# Do this
Copy out every line below that contains the word "tree".

# Dataset

↓↓↓

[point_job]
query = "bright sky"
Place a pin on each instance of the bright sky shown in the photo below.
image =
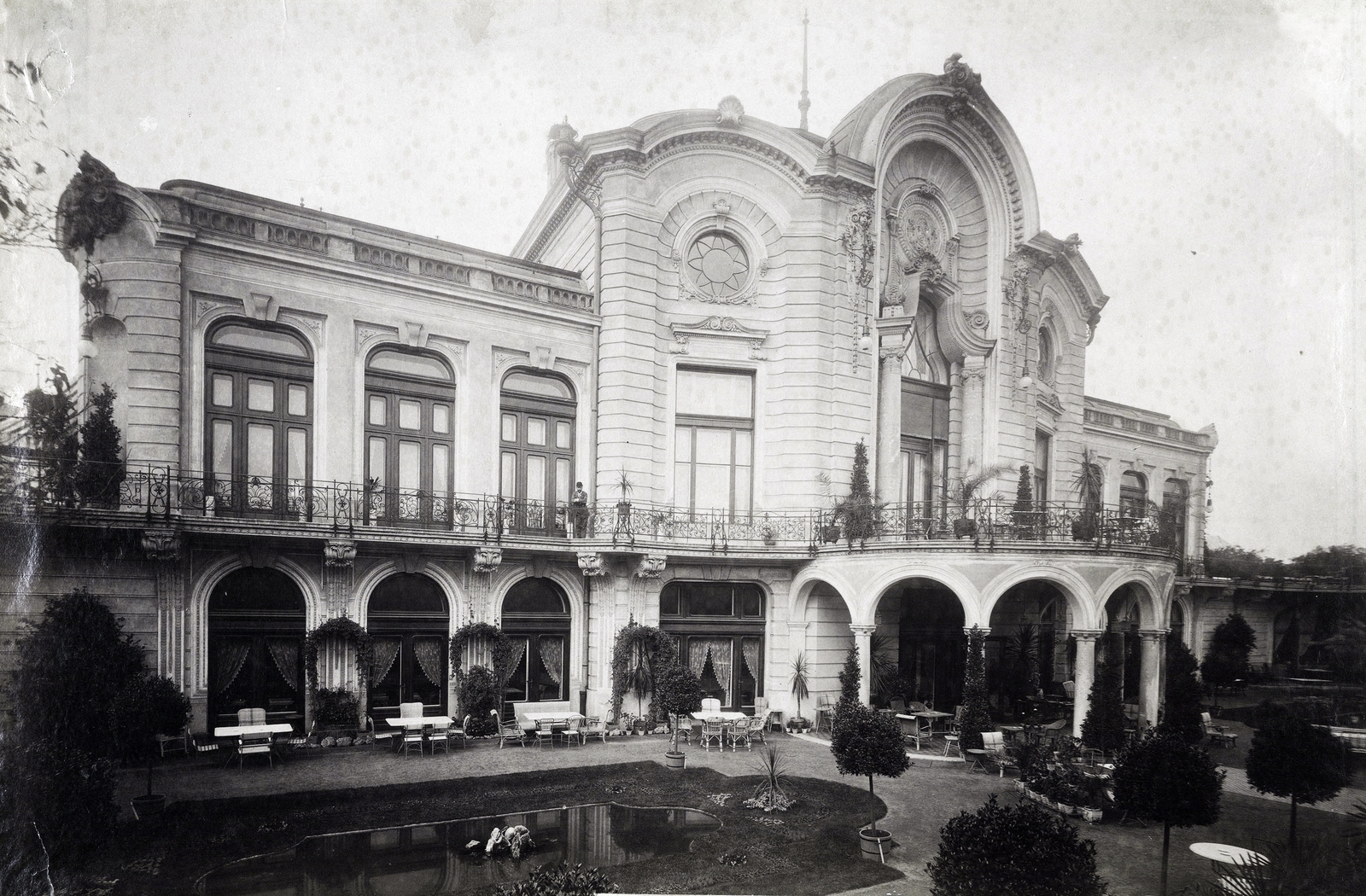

↑↑↑
↓↓↓

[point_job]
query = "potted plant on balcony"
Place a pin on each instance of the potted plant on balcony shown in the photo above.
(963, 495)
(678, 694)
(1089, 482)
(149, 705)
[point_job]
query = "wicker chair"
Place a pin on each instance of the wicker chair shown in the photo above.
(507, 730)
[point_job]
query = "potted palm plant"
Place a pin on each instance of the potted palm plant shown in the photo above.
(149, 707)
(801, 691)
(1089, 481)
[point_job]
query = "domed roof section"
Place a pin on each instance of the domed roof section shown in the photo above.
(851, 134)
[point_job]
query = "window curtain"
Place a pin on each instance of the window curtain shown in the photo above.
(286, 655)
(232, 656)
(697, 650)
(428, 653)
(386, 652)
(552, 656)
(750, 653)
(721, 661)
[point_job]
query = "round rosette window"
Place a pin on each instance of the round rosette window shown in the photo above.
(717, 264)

↑↑↑
↓↓↓

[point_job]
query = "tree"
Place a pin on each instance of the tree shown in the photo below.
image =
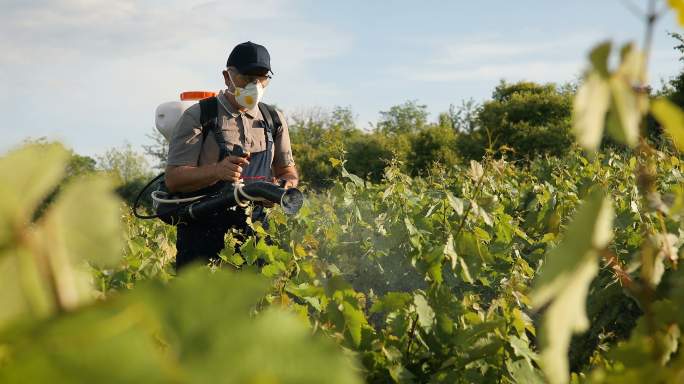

↑↑↑

# Complete output
query = "tree"
Place a pin on each instance of the tree shown in the photo below.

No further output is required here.